# [Work to do]
Repeat the lines below exactly as they appear, but leave out the images.

# [Excerpted data]
━━━━
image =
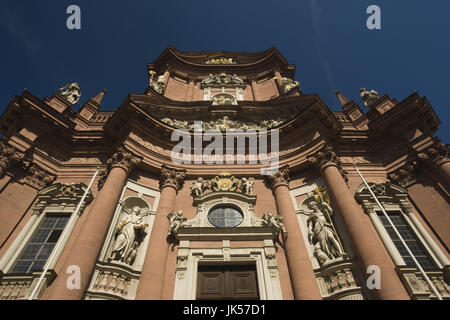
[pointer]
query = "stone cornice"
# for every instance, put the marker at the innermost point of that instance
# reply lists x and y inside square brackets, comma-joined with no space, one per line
[325,157]
[405,175]
[435,154]
[122,158]
[280,178]
[9,157]
[171,177]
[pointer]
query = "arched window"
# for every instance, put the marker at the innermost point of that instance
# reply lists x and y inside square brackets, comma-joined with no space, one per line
[225,216]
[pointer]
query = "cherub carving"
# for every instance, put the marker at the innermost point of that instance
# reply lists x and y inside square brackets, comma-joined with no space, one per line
[198,187]
[247,185]
[176,220]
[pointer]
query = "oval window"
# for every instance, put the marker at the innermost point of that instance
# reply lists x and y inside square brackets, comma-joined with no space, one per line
[225,217]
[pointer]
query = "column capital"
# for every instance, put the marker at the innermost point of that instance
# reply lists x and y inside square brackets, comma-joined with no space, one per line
[405,175]
[122,158]
[280,178]
[435,154]
[171,177]
[9,156]
[325,157]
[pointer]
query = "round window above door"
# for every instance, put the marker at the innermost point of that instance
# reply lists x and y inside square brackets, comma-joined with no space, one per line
[225,216]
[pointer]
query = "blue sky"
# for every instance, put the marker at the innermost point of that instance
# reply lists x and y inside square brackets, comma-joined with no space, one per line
[327,40]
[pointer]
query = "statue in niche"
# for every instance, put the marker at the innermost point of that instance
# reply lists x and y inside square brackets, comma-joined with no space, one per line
[129,233]
[71,92]
[176,220]
[321,233]
[247,185]
[198,187]
[276,223]
[369,97]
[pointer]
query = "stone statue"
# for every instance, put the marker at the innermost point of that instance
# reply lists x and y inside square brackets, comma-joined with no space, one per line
[71,92]
[369,97]
[276,223]
[198,187]
[159,85]
[176,220]
[321,233]
[127,233]
[247,185]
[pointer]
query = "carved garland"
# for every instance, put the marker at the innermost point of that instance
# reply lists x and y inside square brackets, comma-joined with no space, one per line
[171,177]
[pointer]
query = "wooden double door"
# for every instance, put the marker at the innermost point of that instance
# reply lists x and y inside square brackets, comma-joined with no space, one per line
[227,282]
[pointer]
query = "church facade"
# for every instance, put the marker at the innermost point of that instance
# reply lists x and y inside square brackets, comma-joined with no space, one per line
[223,180]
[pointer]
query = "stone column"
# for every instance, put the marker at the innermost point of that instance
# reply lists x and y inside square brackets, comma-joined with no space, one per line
[90,239]
[437,156]
[254,88]
[303,280]
[153,270]
[369,248]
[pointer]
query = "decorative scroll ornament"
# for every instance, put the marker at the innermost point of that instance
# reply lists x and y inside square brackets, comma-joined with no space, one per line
[325,157]
[160,84]
[222,80]
[121,158]
[287,84]
[9,157]
[198,187]
[223,124]
[38,177]
[224,182]
[276,223]
[247,185]
[129,233]
[405,175]
[221,60]
[369,97]
[171,178]
[280,178]
[71,92]
[435,153]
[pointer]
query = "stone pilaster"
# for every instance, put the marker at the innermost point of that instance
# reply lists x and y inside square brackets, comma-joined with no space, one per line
[90,239]
[369,248]
[301,272]
[151,283]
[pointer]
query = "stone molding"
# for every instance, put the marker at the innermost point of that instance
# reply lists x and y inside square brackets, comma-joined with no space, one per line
[122,158]
[436,154]
[405,175]
[280,178]
[171,177]
[62,194]
[9,156]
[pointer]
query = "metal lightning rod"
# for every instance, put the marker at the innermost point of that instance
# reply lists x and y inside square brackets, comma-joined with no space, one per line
[433,288]
[63,235]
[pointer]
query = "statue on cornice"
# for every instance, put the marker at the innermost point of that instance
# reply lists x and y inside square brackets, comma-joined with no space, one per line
[247,185]
[321,233]
[176,220]
[198,187]
[127,232]
[369,97]
[71,92]
[160,84]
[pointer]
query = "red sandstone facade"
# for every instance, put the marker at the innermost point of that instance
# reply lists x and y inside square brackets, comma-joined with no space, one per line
[49,153]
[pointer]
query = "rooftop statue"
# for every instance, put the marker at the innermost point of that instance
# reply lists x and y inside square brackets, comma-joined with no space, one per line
[71,92]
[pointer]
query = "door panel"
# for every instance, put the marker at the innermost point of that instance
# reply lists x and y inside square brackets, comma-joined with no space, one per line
[227,282]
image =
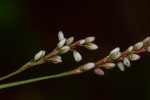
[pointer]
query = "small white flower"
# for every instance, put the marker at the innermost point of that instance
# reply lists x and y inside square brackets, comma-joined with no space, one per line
[130,48]
[134,57]
[138,46]
[89,39]
[115,55]
[126,62]
[99,71]
[121,66]
[64,50]
[56,59]
[39,55]
[115,50]
[91,46]
[109,65]
[89,66]
[146,40]
[61,43]
[60,36]
[82,41]
[69,41]
[77,56]
[148,49]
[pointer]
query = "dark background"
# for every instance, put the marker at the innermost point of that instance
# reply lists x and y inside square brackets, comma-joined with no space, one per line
[27,26]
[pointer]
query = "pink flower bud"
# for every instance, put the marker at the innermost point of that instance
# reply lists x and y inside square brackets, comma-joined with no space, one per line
━━━━
# [Response]
image =
[pointer]
query = "stone cornice"
# for every instance, put the marker at the innermost point of that instance
# reply lists x and y inside square brackets, comma-joined with no space, one per line
[325,157]
[405,175]
[435,154]
[122,158]
[280,178]
[9,157]
[171,177]
[pointer]
query = "arched window"
# for every instance, put the marker at the innermost point of that instance
# reply lists x and y inside square brackets, comma-joined with no space, one per line
[225,216]
[pointer]
query = "cherub carving"
# for every instance, put the marker at the innermost point of that instance
# reply lists x and y inside square brackets, comma-joined with no space, one per line
[198,187]
[247,185]
[176,220]
[pointer]
query = "oval window"
# for every instance, put the marker at the innermost point of that instance
# reply lists x and y inside square brackets, comma-joined with no space, one per line
[225,217]
[pointer]
query = "column capital"
# for every instance, put the marker at the innermost point of that instance
# reply lists x and y inside square brackets, comma-joined with no space, one per line
[405,175]
[122,158]
[280,178]
[435,154]
[171,177]
[9,156]
[325,157]
[pointer]
query = "round window above door"
# for every instance, put the marker at the innermost point of that instance
# reply lists x and y inside square brackets, comma-joined with no space, one per line
[225,216]
[pointer]
query = "blue sky"
# for every instance, put the marker at the innermost point of that instance
# reply lists x and y inside square brackets, comma-joined with no space, one per line
[327,40]
[pointer]
query = "statue in niche"
# for every instance, put the marker at the innermost point of that instance
# reply lists x and y inside square brackets, comma-joined with no space, one per line
[129,233]
[71,92]
[176,220]
[321,233]
[247,185]
[198,187]
[276,223]
[369,97]
[pointer]
query = "stone statue"
# for every instance, put the marker at the innermost point of that instance
# reply lists x and y inside square brackets, comma-joined with no space, one per line
[71,92]
[369,97]
[276,223]
[198,187]
[159,85]
[176,220]
[321,233]
[127,233]
[247,185]
[pointer]
query = "carved garland"
# for every instance, put the marker at the innermost point of that instance
# reply lists x and y inside square brackets, comma-joined with no space, one per line
[171,177]
[pointer]
query = "wooden double door"
# for every instance, put the marker at the innermost point of that instance
# reply lists x and y inside square brackets, comma-joined with no space, one per line
[227,282]
[pointer]
query = "church facade"
# for every instance, put the marker at the innermost point of that instance
# reply lists x and y inside square brackets, comma-joined with no space, one per line
[223,180]
[pointer]
query = "stone column"
# for every instance, put the marker at the innermost point of that instance
# reply lists x and y inside square brackets, comma-joined with no space, one per line
[90,239]
[437,156]
[254,88]
[303,280]
[153,270]
[369,248]
[pointer]
query = "decorative scroll ornament"
# for every instance, put the marker at the innermost point of that instance
# reply lists x and y inside square brackets, comma-joined with no space, one per line
[325,157]
[160,84]
[222,80]
[121,158]
[287,84]
[9,157]
[198,187]
[223,124]
[38,177]
[224,182]
[276,223]
[247,185]
[129,233]
[405,175]
[221,60]
[369,97]
[171,178]
[280,178]
[71,92]
[435,153]
[pointer]
query = "stone pilaster"
# for every instance, put the marker at the innermost point of that instance
# reply lists x and y inside square brackets, comma-joined with no space, one per line
[90,239]
[369,248]
[301,272]
[151,283]
[pointer]
query = "stone molding"
# for every instance, put the marker at the innermost point of that instance
# reply lists x and y inside square brackets, comma-joined with no space, one per line
[122,158]
[436,154]
[405,175]
[280,178]
[171,177]
[62,194]
[9,156]
[pointer]
query = "metal lightning rod"
# for every instance, put the marker at the innermost point of that instance
# reply lists x and y inside square brackets, comma-joined with no space, one per line
[433,288]
[63,235]
[pointer]
query = "statue on cornice"
# for every instance, put the marker at the innermost point of that instance
# reply lists x and y inside square brackets, comma-joined with no space, one per line
[247,185]
[321,233]
[176,220]
[198,187]
[127,232]
[369,97]
[71,92]
[160,84]
[pointer]
query = "red sandstone facade"
# for every instance, put the marker at the innermost point of that instance
# reply lists x and y inside square brackets, comma-joined with no space, one per line
[49,153]
[pointer]
query = "rooftop statue"
# for every instance, put the marker at the innermost point of that instance
# reply lists x and y inside square brackets, comma-joined with no space, one per line
[71,92]
[pointer]
query = "door panel"
# for every instance, put the marker at the innermost point of that instance
# reply lists x and y inside square brackets, comma-joined with no space, one per line
[227,282]
image =
[pointer]
query = "small white flower"
# for every instance, put the marker at the innermost point of that instance
# reply lists x and y inside square brackets, comma-joined with no space, one per line
[130,48]
[134,57]
[138,46]
[89,39]
[115,55]
[126,62]
[99,71]
[121,66]
[64,50]
[56,59]
[39,55]
[115,50]
[91,46]
[109,65]
[89,66]
[146,40]
[61,43]
[60,36]
[82,41]
[69,41]
[77,56]
[148,49]
[pointer]
query = "dark background"
# for every instance, put the marker at the innermost point of that instance
# reply lists x and y inside square brackets, comma-joined with no space, one per line
[27,26]
[pointer]
query = "pink flower bud"
# for every instance, put the marker at the innermost point of that instance
# reply lists x and y inside square brackets, comma-joined with no space, one per line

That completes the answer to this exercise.